• QUOTED TEXT
>> Begin
Re: [bitcoin-dev] CHECKSEQUENCEVERIFY - We need more usecases to motivate the change

2015-10-15 Thread Adam Back via bitcoin-dev
Does that pre-judge that block interval would never change from
10mins?  Eg say with IBLT or fountain codes etc and security arguments
for the current limitations of them are found, such that orphan rates
can remain low in a decentralised way with 1min blocks, then the
locktime granularity would be coarse relative to the block interval
(with 512s locktime granularity.

Adam

On 15 October 2015 at 18:27, Btc Drak via bitcoin-dev
 wrote:
> Alex,
>
> I am sorry for not communicating more clearly. Mark and I discussed your
> concerns from the last meeting and he made the change. The BIP text still
> needs to be updated, but the discussed change was added to the PR, albeit
> squashed making it more non-obvious. BIP68 now explicitly uses 16 bits with
> a bitmask. Please see the use of SEQUENCE_LOCKTIME_MASK and
> SEQUENCE_LOCKTIME_GRANULARITY in the PR
> https://github.com/bitcoin/bitcoin/pull/6312.
>
> /* If CTxIn::nSequence encodes a relative lock-time, this mask is
>  * applied to extract that lock-time from the sequence field. */
> static const uint32_t SEQUENCE_LOCKTIME_MASK = 0x;
>
> /* In order to use the same number of bits to encode roughly the
>  * same wall-clock duration, and because blocks are naturally
>  * limited to occur every 600s on average, the minimum granularity
>  * for time-based relative lock-time is fixed at 512 seconds.
>  * Converting from CTxIn::nSequence to seconds is performed by
>  * multiplying by 512 = 2^9, or equivalently shifting up by
>  * 9 bits. */
> static const int SEQUENCE_LOCKTIME_GRANULARITY = 9;
>
> I am also much happier with this last tightening up of the specification
> because it removes ambiguity. 512s granularity makes sense within the
> context of the 10 minute block target.
>> End
• PROVIDED INFORMATION
>> Begin
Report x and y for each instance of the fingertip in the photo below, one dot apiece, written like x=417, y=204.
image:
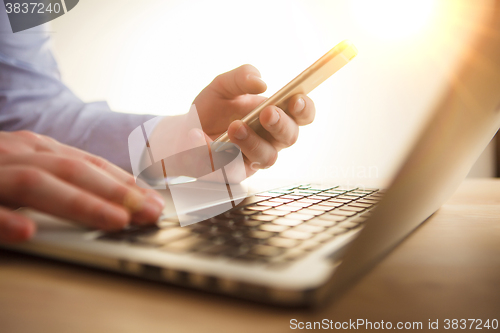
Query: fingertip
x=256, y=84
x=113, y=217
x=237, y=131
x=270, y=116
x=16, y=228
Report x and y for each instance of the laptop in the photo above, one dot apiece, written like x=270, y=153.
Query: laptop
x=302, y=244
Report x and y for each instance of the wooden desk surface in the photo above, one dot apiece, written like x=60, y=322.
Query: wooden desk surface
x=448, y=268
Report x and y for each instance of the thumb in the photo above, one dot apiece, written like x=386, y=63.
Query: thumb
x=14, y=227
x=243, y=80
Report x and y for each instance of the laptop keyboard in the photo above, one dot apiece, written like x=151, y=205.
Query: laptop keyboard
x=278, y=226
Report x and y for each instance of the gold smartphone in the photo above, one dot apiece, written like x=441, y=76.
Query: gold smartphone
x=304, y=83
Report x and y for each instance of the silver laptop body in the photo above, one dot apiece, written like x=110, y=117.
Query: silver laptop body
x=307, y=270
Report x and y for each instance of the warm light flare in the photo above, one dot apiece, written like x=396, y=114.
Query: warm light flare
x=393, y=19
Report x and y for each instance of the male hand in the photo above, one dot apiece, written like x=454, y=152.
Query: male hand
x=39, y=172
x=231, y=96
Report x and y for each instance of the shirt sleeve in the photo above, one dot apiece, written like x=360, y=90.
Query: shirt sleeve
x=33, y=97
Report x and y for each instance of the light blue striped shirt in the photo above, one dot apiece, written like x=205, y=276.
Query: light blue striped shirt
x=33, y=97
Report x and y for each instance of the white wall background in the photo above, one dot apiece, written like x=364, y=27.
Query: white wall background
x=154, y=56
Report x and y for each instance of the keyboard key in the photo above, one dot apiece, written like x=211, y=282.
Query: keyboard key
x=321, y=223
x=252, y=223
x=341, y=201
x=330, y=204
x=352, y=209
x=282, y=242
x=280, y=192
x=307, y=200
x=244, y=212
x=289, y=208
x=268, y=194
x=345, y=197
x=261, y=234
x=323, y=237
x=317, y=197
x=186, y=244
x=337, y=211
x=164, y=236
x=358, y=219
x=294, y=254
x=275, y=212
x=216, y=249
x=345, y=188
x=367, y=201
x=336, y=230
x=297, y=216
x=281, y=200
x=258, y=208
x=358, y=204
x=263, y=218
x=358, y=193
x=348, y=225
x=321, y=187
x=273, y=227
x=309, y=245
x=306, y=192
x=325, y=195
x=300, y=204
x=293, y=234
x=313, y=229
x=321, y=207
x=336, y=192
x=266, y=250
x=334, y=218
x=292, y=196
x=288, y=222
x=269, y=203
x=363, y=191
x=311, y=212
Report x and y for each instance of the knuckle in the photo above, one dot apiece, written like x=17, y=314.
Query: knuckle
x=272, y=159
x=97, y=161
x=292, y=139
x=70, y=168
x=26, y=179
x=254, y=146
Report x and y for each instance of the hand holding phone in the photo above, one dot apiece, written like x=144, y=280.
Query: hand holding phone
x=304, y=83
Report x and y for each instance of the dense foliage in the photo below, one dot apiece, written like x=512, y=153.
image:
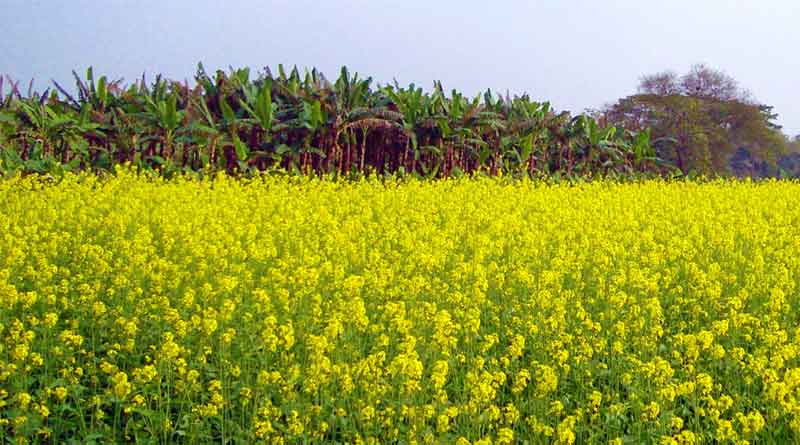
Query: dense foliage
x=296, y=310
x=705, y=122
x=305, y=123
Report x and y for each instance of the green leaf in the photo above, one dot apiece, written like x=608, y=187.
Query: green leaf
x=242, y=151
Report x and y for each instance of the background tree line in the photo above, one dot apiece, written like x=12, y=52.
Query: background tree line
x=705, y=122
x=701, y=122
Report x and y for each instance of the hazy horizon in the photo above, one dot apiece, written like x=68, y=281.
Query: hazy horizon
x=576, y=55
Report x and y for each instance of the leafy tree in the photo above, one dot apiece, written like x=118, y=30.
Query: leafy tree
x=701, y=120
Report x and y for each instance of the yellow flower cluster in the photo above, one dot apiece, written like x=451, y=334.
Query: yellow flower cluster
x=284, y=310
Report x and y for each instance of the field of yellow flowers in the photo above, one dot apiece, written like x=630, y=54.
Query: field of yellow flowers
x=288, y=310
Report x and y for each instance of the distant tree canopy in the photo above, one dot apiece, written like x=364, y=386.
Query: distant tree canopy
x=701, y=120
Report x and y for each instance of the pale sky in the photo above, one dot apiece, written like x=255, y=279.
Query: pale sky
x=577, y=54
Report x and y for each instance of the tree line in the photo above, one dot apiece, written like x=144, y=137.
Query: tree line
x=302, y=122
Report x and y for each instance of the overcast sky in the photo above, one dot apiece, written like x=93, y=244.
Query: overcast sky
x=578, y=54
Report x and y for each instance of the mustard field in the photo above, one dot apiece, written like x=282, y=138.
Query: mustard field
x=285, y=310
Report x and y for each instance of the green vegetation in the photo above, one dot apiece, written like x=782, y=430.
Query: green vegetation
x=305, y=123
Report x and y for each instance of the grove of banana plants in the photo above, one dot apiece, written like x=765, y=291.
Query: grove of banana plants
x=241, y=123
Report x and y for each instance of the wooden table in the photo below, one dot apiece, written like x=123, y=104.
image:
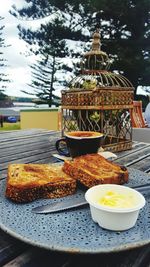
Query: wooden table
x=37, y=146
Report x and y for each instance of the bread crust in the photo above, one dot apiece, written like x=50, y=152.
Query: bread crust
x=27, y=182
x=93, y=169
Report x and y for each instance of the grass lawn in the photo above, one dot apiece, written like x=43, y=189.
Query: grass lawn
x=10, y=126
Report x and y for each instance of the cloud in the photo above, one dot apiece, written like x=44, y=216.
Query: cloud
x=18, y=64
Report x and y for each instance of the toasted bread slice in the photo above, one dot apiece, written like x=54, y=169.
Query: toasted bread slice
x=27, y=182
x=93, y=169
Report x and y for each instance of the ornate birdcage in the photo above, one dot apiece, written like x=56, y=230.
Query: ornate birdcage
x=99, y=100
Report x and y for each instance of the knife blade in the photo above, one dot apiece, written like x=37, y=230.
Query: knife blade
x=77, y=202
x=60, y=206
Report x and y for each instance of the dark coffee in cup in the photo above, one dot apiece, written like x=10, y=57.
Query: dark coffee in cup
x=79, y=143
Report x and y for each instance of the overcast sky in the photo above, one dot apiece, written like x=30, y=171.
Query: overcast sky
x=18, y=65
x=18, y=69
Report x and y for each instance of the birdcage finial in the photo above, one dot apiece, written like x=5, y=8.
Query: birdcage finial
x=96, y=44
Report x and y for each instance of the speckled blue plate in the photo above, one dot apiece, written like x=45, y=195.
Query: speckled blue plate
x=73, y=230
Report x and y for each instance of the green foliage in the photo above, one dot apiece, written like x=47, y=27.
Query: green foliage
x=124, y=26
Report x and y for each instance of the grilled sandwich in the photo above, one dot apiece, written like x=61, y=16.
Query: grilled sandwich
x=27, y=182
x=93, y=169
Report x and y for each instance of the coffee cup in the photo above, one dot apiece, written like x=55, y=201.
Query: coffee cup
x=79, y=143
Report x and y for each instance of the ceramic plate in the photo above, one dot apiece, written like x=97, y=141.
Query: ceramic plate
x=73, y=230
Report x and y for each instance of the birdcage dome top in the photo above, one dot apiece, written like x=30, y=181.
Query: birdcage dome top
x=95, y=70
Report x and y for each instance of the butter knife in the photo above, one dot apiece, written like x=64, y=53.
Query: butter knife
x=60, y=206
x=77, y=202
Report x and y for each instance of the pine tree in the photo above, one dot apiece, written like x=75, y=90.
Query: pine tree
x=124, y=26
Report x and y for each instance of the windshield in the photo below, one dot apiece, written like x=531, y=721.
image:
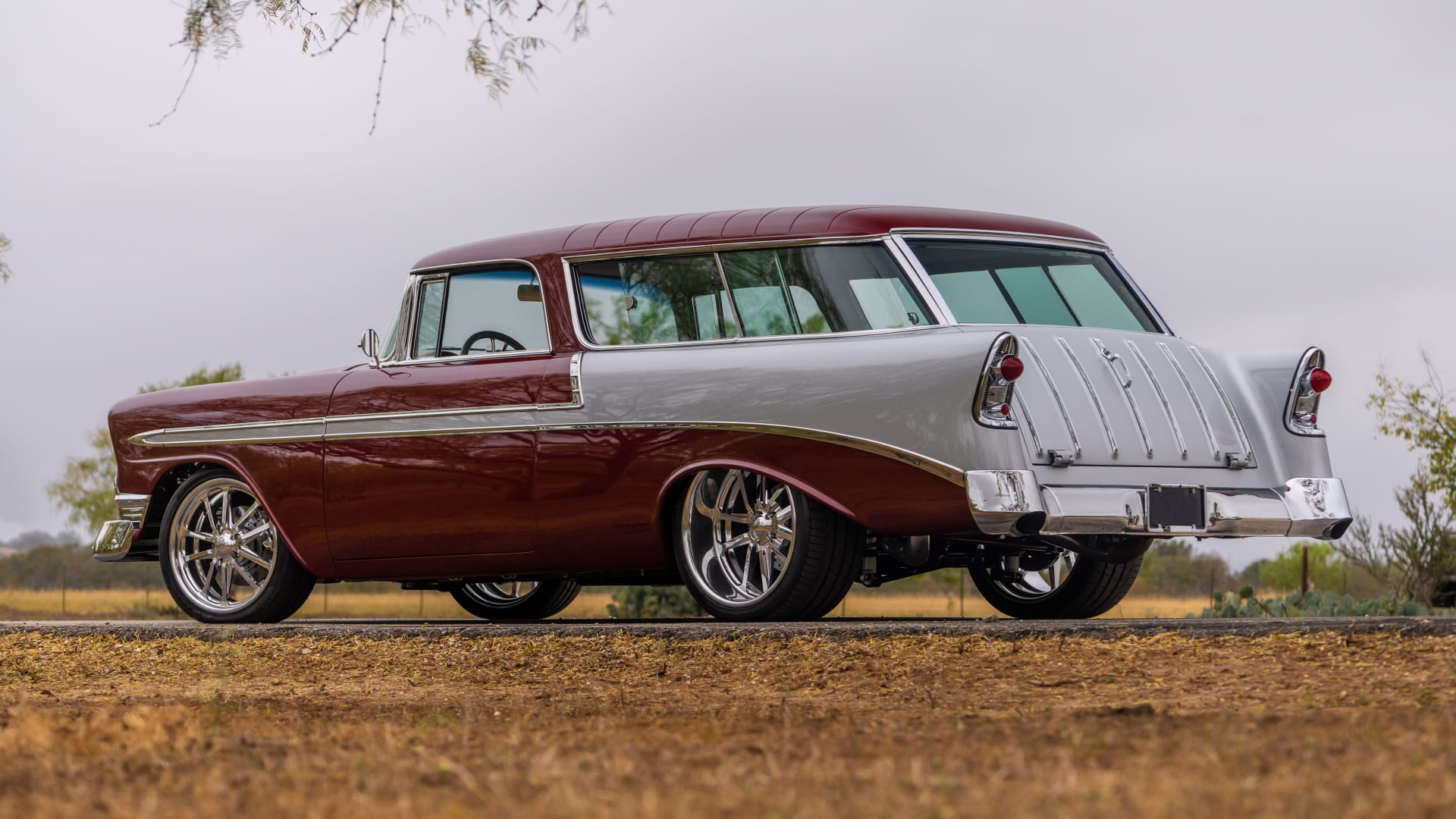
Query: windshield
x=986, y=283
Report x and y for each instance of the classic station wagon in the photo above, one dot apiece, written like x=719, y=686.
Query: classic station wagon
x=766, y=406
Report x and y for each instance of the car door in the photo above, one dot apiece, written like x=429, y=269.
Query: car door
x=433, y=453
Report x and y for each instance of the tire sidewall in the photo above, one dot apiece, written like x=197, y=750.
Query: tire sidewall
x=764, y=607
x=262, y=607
>> End
• GOAL
Reproduce the CHECKSEQUENCEVERIFY email word for word, starting with "Re: [bitcoin-dev] CHECKSEQUENCEVERIFY" and going on through "512s locktime granularity.". The listing has no part in this.

• FINISHED TASK
Re: [bitcoin-dev] CHECKSEQUENCEVERIFY - We need more usecases to motivate the change

2015-10-15 Thread Adam Back via bitcoin-dev
Does that pre-judge that block interval would never change from
10mins?  Eg say with IBLT or fountain codes etc and security arguments
for the current limitations of them are found, such that orphan rates
can remain low in a decentralised way with 1min blocks, then the
locktime granularity would be coarse relative to the block interval
(with 512s locktime granularity.